### 表示テキスト

.....

彼から王都は西にあると聞かされた月子は興奮して眠れない。眠れずに夜中に村を歩いていると市長の放火現場を目撃する。テテンが市長を制圧するが、それにより彼が罰せられる可能性が出てきた。そこで月子は一計を案じ、そしてジンから贈られた金の指輪を使い、市長を退散させる。今回の件は問題に対し月子が独力で良い方向に導いた最初の事例ではないか。彼女の存在によって救われた土地・人がいる。異世界いったら無双するタイプの女子高生なのかもしれない。

その後、月子は村人に見送られ西へと一人で歩き出す。しかし彼らから貰った食料の中にテテンが入っており、彼との道行(みちゆき)となる。序盤はジンも鞄の中に入っていたなぁ…。テテンは自分のアイデンティティを取り戻してくれた月子が気に入った様子。これは完全にジンと同じコースを歩いている気がする。やはり聖女な女子高生は半種に好かれるのか。だがテテンは半種であるため人間の男女でもあるから、2人には安全装置が付けられる。実家では姉が その役目を担っていたが、今回はシャオがテテンの制御役となっている。


点はジンに移る。ジンは長らく悩まされた半種特有の「渦」から復活し、月子のために装束を用意したり、事故の処理を終えたら すぐにでも迎える準備がある。そしてジンによって配られた月子からの医薬品は国民たちの心を掴み、彼女への醜聞は消えつつあった。

そんな時、父である国王から呼び出される。そして そこでジンは初めて月子の飼い犬の首輪になっていたはずの嫁選びの道具である宝玉輪(ほうぎょくりん)が国王の手の内にあることを知り、顔色を変える。それは嫁の再選考を意味しており、思わずジンは異世界・日本に通じる門を確かめる。だが国王によって その門は閉ざされ、父は月子の存在を否定する。

そして父は息子の嫁候補への執着に異常を感じていた。王子としての立場より私(わたくし)としての感情を優先していることが王から見れば王子としての覚悟の不足に見えるのだろうか。それにしても王は割とジンのことをよく知っている。彼が嫁を選ぶ基準とか、わざわざ嫁を見に行くとか、ジンの父親評とは反対に割と子煩悩な父親にも見える。それはジンには見えない側面なのかもしれない。

だが父親は国王として妃でなくても良いから側室に子供を産ませる考えを提示する。それが国を脈々と続ける責任ある立場の義務なのである。

顔は険しいが息子の理想の女性像や想い人に関して詳しすぎる父王。さては息子のこと好きだな??

.....

### 作業指示
この感想文に固有の名前で登場する人物を、初出の順にすべて挙げてください。

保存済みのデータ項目
.....

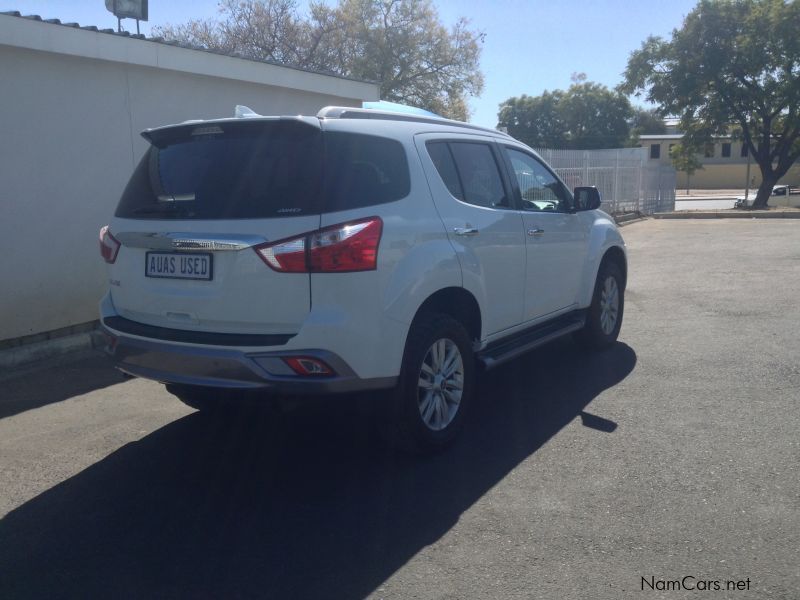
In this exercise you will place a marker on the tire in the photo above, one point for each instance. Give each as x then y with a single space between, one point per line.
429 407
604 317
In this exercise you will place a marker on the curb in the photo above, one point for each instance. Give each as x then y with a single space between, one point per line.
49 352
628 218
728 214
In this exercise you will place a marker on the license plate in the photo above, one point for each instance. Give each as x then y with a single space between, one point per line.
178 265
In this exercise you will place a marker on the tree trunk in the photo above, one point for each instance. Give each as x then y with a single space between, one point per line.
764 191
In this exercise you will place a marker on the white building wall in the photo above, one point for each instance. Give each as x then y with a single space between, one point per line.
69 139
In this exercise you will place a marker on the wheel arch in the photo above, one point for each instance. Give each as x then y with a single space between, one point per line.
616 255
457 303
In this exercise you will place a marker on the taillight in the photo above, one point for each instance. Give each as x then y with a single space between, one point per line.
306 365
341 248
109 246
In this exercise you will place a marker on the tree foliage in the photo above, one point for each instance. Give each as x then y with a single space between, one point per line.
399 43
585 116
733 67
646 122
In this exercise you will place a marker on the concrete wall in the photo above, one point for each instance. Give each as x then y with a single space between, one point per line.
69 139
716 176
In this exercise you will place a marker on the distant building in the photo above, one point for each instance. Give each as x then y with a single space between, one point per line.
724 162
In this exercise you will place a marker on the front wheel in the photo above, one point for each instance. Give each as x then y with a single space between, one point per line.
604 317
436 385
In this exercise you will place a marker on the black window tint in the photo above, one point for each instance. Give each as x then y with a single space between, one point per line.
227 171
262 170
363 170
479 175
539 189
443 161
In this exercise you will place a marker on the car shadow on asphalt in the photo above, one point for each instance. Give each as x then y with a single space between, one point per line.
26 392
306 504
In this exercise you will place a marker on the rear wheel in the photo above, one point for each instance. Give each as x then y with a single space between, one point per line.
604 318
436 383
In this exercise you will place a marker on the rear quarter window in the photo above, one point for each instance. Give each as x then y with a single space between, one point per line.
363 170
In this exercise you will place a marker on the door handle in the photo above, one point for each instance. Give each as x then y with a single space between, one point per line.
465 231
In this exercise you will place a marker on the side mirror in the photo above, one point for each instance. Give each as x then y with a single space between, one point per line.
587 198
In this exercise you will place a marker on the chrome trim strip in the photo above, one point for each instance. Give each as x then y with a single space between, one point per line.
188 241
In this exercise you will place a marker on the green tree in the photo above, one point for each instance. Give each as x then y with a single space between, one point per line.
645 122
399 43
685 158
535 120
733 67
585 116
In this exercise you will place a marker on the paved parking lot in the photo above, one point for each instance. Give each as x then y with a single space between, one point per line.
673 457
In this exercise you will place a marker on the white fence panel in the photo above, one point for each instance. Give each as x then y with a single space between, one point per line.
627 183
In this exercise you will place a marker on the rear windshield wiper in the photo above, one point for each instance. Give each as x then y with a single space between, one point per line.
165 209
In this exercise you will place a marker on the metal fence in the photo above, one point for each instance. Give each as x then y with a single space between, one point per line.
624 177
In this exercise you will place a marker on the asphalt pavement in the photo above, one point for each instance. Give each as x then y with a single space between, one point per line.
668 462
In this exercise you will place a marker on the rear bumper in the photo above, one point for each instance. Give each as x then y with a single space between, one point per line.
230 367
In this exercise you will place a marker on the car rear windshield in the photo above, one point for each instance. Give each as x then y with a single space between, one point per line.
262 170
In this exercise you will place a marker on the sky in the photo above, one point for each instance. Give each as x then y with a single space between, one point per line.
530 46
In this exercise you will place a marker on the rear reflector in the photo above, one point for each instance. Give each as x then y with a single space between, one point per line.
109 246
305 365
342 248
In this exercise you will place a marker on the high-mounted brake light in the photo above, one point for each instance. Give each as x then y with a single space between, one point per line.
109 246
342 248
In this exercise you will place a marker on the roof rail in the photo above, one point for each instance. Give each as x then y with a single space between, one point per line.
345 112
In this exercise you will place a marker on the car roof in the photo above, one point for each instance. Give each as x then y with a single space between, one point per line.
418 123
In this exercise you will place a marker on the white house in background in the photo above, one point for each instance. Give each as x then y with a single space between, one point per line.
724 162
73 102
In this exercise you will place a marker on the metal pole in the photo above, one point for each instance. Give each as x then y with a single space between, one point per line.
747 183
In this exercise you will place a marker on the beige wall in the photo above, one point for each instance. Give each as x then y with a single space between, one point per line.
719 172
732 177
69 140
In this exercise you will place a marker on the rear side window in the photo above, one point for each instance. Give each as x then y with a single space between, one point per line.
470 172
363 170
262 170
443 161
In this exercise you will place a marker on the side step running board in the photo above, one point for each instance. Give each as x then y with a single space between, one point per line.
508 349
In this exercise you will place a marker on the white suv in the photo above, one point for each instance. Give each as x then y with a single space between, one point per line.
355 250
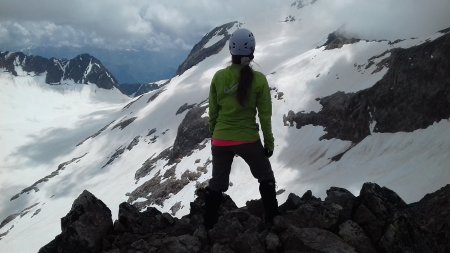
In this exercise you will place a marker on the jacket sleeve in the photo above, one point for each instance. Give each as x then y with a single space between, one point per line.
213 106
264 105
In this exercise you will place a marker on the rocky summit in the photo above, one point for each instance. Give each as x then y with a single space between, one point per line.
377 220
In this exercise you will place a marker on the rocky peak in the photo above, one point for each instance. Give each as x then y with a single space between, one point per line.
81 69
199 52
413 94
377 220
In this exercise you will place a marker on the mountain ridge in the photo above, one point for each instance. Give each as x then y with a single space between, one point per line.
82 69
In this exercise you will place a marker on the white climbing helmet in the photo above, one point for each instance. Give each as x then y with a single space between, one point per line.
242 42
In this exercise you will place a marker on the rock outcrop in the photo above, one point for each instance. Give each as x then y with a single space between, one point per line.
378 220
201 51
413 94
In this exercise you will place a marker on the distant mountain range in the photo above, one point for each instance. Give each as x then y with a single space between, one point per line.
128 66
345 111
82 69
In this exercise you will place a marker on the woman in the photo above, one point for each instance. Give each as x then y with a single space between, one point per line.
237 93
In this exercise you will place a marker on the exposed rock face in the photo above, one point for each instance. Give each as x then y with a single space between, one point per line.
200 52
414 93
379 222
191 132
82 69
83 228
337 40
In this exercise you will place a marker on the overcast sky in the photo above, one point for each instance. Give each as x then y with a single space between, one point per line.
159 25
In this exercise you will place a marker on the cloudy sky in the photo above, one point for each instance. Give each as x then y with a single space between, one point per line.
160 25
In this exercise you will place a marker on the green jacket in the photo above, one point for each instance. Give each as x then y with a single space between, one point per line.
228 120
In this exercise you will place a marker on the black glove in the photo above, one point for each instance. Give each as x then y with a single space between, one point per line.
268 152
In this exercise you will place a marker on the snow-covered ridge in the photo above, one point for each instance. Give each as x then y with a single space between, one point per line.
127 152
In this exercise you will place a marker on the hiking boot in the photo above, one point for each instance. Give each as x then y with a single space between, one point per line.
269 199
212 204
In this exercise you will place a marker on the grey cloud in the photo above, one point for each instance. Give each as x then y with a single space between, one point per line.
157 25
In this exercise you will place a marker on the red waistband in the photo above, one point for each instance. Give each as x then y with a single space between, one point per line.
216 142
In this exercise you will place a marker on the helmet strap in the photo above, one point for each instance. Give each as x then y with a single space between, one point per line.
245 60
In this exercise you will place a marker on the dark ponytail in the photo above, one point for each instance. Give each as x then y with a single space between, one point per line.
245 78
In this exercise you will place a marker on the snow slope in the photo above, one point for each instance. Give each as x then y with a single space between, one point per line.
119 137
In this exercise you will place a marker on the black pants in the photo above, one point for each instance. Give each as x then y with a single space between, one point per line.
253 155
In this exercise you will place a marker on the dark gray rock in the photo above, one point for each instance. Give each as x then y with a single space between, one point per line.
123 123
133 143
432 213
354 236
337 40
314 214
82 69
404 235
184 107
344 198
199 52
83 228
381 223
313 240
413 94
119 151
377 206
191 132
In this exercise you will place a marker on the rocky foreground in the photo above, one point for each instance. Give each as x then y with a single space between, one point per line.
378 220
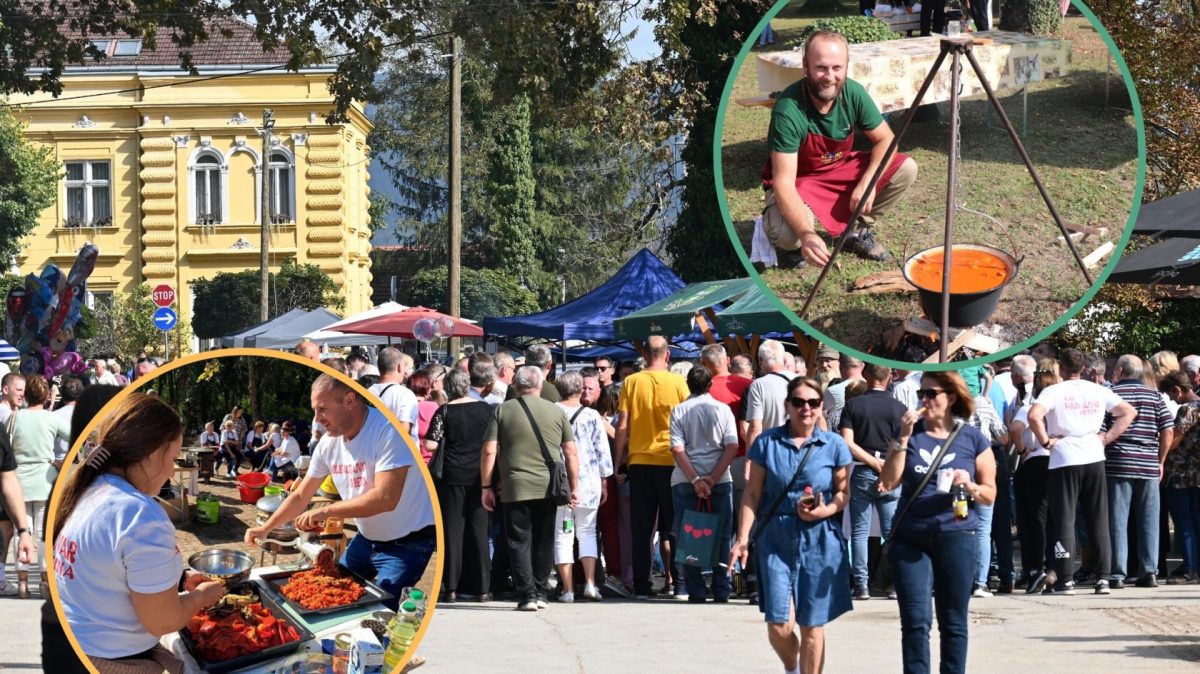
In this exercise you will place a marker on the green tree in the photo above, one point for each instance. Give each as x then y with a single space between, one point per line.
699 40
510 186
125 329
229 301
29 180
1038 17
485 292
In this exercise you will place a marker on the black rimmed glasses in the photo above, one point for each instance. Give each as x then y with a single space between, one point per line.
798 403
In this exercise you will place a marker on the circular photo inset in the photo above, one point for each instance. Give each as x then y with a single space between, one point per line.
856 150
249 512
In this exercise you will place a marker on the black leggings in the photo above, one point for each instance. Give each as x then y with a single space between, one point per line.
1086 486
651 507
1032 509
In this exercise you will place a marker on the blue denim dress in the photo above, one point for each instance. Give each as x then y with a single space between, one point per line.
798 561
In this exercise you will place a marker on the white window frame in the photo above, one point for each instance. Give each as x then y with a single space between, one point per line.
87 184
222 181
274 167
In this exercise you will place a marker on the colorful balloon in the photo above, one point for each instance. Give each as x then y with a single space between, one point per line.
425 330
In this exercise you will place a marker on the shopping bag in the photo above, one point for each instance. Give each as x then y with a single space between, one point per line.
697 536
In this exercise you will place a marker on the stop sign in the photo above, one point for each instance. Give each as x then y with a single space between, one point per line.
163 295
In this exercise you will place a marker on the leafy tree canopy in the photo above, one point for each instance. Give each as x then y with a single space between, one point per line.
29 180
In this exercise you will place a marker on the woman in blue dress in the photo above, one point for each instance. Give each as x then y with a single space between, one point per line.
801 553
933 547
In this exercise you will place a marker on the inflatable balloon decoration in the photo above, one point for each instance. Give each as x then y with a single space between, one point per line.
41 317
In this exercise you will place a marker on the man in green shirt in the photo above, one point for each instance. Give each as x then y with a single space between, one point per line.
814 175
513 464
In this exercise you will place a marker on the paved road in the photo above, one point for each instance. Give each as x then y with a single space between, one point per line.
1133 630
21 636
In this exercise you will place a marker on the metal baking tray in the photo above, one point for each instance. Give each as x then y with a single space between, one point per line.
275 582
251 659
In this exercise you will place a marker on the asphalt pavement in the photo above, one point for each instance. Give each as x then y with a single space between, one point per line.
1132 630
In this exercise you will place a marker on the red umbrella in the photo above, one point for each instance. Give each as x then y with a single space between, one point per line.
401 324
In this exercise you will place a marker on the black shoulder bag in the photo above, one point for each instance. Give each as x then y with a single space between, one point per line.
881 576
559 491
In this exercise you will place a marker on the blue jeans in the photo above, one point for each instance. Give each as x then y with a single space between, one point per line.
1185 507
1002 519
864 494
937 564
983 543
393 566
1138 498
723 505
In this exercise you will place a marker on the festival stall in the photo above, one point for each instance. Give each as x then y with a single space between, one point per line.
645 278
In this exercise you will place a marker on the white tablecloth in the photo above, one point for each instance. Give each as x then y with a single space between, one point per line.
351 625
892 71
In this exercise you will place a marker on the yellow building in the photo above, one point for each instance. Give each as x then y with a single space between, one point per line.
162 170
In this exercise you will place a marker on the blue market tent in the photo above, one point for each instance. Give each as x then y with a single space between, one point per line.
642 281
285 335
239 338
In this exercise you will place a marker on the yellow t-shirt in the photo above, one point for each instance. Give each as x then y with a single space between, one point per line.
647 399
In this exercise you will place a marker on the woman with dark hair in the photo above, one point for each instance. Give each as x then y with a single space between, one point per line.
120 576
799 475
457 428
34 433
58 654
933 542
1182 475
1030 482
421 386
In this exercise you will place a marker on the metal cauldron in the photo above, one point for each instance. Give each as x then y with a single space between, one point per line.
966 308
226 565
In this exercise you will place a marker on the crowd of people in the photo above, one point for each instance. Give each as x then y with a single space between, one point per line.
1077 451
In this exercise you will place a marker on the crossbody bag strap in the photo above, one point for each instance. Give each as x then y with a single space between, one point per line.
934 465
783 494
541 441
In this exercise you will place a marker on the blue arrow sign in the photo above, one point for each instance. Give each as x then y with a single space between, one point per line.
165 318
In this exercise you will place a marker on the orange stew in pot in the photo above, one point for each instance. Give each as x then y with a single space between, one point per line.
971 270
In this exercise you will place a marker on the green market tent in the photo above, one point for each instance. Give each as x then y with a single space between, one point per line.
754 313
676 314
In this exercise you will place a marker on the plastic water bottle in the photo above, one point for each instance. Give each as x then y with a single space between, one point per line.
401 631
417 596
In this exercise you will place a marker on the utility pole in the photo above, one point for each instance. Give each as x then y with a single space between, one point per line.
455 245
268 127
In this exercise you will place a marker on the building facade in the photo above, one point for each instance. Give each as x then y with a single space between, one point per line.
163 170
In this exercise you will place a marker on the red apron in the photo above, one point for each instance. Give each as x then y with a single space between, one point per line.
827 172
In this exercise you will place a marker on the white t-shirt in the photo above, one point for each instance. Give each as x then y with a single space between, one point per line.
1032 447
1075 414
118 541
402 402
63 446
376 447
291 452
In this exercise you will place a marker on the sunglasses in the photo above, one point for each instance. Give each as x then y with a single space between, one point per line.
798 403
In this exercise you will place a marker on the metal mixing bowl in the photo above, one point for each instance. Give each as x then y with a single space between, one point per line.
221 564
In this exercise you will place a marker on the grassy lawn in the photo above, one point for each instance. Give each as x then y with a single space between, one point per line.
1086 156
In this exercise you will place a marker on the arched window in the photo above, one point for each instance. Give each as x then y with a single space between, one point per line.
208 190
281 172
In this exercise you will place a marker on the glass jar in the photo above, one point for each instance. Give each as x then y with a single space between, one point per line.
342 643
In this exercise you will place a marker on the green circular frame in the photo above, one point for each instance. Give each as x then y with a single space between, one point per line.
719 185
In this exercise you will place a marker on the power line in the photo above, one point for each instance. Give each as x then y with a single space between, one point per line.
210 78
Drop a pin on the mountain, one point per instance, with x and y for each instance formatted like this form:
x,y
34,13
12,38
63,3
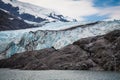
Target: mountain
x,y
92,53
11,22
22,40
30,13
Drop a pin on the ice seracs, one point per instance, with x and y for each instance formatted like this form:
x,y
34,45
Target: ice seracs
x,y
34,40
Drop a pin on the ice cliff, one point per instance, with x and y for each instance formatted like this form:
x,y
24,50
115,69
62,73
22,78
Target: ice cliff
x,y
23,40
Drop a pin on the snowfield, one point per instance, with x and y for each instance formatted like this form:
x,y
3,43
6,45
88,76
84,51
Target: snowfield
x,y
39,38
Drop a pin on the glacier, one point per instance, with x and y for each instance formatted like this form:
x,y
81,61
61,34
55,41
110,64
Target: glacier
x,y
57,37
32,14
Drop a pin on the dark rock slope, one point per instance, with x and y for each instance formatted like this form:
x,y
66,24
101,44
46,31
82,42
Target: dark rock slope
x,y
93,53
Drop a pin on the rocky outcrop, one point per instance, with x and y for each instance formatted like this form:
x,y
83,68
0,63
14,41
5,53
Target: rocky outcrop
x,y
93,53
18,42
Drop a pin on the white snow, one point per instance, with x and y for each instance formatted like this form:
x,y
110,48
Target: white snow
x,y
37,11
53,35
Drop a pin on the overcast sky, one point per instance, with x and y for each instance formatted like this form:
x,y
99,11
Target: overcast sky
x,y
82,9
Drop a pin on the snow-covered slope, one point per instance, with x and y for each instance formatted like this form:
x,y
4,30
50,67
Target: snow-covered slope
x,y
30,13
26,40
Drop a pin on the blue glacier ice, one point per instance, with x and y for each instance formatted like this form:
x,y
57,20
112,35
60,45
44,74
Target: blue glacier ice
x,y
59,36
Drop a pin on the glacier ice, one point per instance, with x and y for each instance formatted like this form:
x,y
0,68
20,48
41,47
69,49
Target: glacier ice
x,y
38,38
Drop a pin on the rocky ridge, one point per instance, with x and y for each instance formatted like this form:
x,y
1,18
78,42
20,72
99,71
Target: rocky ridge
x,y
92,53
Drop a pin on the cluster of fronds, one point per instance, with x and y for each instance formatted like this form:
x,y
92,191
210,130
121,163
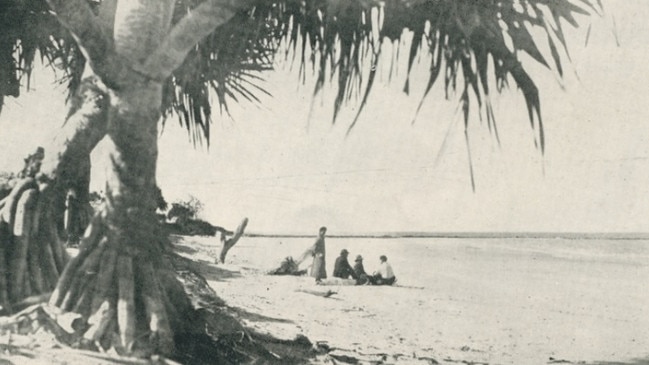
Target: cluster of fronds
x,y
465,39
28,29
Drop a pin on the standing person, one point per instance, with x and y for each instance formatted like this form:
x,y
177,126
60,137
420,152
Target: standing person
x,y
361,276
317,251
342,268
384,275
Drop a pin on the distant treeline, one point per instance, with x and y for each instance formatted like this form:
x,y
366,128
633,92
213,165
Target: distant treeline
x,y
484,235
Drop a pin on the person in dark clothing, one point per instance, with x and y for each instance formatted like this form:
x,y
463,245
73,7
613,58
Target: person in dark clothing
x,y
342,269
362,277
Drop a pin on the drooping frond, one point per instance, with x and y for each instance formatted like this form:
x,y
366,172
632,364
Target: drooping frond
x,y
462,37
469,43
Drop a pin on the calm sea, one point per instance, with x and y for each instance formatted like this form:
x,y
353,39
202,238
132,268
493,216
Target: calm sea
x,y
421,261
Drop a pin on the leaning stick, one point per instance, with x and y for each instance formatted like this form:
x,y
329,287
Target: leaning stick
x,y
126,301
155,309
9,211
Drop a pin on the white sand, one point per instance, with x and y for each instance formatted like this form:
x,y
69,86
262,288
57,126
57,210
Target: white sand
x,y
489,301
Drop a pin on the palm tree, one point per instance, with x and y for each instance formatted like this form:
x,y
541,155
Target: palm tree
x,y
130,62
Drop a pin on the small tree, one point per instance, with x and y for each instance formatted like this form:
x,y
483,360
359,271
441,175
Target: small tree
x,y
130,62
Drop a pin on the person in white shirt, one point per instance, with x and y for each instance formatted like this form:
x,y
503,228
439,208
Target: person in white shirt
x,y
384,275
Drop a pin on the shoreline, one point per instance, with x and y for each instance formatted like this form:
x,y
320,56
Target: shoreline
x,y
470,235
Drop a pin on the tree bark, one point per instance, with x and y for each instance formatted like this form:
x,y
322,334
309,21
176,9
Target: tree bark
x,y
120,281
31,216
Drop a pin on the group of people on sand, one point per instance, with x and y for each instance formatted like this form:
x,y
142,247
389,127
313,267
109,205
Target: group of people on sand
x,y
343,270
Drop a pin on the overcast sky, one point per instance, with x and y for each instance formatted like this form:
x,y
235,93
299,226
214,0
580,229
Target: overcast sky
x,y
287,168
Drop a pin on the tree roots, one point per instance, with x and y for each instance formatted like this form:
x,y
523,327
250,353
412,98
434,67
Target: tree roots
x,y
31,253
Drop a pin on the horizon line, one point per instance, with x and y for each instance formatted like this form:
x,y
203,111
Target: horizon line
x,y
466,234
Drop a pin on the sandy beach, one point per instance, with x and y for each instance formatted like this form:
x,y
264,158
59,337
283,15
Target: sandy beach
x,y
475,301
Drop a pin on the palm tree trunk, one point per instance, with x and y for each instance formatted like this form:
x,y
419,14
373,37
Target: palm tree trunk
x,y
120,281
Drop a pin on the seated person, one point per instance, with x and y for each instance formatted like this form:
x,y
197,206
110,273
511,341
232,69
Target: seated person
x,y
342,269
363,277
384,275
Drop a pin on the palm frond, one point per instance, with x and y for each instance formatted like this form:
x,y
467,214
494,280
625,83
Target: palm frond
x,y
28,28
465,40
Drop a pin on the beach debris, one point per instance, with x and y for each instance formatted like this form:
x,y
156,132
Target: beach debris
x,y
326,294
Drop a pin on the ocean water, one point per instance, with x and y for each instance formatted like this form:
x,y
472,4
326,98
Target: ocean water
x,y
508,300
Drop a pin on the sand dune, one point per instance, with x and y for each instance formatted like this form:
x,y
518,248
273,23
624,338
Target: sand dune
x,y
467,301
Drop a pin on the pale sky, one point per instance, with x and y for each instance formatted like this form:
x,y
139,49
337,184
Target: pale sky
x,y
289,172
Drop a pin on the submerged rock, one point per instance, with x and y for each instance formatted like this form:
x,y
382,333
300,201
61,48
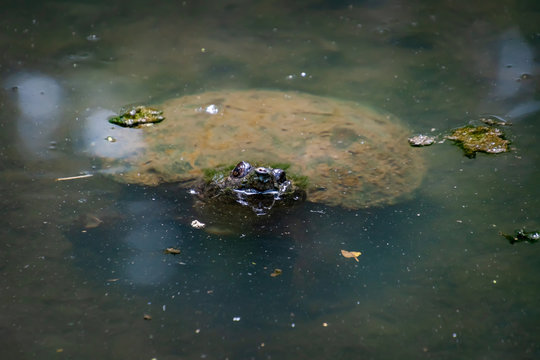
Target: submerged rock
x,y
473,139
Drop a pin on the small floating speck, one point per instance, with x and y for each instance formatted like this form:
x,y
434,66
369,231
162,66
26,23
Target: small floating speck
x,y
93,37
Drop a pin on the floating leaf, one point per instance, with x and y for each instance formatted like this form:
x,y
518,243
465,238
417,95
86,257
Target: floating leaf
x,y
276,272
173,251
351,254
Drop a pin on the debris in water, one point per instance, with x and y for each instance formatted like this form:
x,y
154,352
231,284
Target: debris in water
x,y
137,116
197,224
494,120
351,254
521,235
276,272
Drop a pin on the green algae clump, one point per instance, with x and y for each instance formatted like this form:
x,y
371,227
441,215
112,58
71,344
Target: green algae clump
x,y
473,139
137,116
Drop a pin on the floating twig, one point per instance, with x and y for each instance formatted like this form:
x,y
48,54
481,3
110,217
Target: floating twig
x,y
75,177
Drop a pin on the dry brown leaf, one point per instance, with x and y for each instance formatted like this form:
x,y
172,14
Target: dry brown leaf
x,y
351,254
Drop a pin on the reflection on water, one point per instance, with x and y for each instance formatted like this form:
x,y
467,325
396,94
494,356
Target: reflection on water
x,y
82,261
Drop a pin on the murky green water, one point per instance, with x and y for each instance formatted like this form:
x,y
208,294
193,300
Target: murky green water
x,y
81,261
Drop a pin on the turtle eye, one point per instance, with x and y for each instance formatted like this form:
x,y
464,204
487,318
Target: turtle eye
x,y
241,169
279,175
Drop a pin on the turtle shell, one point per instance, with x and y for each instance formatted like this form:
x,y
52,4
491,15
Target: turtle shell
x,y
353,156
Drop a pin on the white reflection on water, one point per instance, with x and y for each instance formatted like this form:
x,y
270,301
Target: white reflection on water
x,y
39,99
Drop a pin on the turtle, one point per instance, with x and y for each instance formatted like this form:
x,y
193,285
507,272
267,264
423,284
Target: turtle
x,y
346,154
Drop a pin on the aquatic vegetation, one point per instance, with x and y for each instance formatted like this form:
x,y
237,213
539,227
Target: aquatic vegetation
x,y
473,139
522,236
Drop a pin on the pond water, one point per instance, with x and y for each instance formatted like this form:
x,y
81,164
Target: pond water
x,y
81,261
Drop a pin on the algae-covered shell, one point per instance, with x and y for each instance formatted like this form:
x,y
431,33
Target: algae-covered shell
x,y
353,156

.....

### この課題の解答
月子、テテン、ジン、シャオ